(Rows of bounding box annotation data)
● ● ● ● ● ● ●

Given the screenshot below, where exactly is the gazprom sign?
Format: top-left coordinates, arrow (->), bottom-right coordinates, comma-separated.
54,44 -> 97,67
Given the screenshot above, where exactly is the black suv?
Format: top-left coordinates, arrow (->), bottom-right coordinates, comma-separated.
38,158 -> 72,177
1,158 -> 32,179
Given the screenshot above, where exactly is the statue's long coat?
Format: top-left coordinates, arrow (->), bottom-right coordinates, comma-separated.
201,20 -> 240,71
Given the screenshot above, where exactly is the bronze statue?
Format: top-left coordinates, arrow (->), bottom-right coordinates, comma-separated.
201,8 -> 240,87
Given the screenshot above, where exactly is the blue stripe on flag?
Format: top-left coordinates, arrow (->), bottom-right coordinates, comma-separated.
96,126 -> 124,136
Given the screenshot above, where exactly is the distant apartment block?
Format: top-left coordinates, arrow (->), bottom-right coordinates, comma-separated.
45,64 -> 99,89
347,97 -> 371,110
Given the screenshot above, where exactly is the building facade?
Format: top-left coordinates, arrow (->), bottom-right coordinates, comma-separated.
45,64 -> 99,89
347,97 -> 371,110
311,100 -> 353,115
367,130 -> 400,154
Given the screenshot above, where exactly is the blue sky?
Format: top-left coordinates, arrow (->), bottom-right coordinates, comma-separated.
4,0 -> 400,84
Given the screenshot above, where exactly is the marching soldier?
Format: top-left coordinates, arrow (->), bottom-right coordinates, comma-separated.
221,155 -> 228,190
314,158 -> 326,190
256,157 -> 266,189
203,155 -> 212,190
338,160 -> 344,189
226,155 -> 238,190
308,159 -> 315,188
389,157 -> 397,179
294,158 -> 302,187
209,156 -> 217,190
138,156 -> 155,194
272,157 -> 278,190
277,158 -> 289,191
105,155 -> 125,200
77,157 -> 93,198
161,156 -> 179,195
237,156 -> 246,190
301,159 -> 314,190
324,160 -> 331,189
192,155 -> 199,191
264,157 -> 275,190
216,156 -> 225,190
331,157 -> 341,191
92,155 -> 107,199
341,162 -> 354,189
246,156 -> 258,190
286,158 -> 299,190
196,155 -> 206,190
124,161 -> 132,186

● ● ● ● ● ● ●

[What to work on] Lay out as a numbered list every line from the one containing "Given the screenshot above, where exactly is the black" through the one containing "4,0 -> 400,84", including both of those lines and omitting blank lines.

[The completed task]
1. Given the screenshot above, where exactly is the black suv?
2. Format: top-left coordinates, arrow (->), bottom-right coordinates, comma-separated.
3. 38,158 -> 72,177
4. 1,158 -> 32,179
5. Given the screenshot above, where exactly is the statue's long coat?
6. Format: top-left coordinates, arrow (->), bottom-right coordinates, comma-separated.
7. 201,20 -> 240,71
8. Given the screenshot above, where exactly is the bronze statue?
9. Format: top-left coordinates, arrow (->), bottom-right coordinates, comma-separated.
10. 201,8 -> 240,87
11. Given the screenshot above, where exactly is the blue stripe on flag?
12. Format: top-left coordinates, arrow (->), bottom-right coordinates, comma-separated.
13. 96,126 -> 124,136
14. Given the screenshot above, where exactly is the distant apartment block?
15. Format: top-left coordinates, arrow (->), bottom-right coordinates, comma-separated.
16. 45,64 -> 99,89
17. 347,97 -> 371,110
18. Given the screenshot above, where exactly is the building facade?
19. Format: top-left coordinates, arrow (->), bottom-right coordinates, comma-separated.
20. 45,64 -> 99,89
21. 347,97 -> 371,110
22. 311,100 -> 353,115
23. 367,130 -> 400,154
24. Given the screenshot above, where exactly is the blue sky?
25. Format: top-left coordinates, arrow (->), bottom-right coordinates, comma-separated.
26. 4,0 -> 400,84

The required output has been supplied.